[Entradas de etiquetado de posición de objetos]
────────────────────

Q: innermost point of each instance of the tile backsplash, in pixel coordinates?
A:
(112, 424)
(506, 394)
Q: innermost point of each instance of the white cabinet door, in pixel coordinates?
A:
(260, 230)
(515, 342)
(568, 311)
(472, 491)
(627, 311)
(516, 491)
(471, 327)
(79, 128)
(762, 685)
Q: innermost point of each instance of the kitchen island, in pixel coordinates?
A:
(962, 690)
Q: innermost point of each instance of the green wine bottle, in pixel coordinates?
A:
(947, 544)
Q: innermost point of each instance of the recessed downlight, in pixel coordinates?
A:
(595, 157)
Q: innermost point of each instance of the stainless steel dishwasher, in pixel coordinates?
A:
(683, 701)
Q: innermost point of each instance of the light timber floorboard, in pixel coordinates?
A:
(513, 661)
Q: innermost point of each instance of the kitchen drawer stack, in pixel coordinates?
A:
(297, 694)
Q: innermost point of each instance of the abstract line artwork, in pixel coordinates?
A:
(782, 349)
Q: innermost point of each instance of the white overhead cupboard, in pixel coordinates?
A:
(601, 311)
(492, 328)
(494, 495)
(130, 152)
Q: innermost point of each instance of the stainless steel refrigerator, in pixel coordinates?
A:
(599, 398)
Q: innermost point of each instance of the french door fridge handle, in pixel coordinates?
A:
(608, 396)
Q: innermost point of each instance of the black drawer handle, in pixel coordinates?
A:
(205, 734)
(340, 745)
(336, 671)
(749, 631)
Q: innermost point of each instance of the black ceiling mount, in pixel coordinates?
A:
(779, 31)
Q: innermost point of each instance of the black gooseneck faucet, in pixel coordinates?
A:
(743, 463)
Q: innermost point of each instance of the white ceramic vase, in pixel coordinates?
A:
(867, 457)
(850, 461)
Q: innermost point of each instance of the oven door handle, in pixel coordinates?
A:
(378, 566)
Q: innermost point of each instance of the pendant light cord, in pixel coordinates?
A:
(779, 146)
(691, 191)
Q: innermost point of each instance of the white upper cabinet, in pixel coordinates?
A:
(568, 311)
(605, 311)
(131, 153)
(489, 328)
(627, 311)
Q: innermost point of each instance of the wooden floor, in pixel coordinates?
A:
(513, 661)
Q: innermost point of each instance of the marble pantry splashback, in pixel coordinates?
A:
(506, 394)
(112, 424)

────────────────────

Ejercicio propuesto: Por favor, reescribe como tabla Markdown las líneas de los datos desde la que contiene "Q: innermost point of each instance of the white ceramic" hasta el final, ambas incluidas, sin las líneas en blanco. Usa las columnas Posición, con el número de fila, y Texto, con la línea.

Respuesta completa:
| Posición | Texto |
|---|---|
| 1 | Q: innermost point of each instance of the white ceramic vase, in pixel coordinates? |
| 2 | A: |
| 3 | (867, 457) |
| 4 | (850, 461) |
| 5 | Q: innermost point of each instance of the oven door handle, in pixel coordinates? |
| 6 | A: |
| 7 | (378, 566) |
| 8 | Q: innermost point of each instance of the pendant light cord, in pixel coordinates? |
| 9 | A: |
| 10 | (779, 146) |
| 11 | (691, 191) |
| 12 | Q: innermost point of each instance of the white upper cabinet, in pixel coordinates? |
| 13 | A: |
| 14 | (568, 311) |
| 15 | (605, 311) |
| 16 | (131, 153) |
| 17 | (489, 328) |
| 18 | (627, 311) |
| 19 | Q: innermost point of each instance of the wooden floor, in pixel coordinates? |
| 20 | A: |
| 21 | (513, 661) |
| 22 | Q: innermost point of each instance of the marble pantry splashback, in pixel coordinates? |
| 23 | A: |
| 24 | (506, 394) |
| 25 | (112, 424) |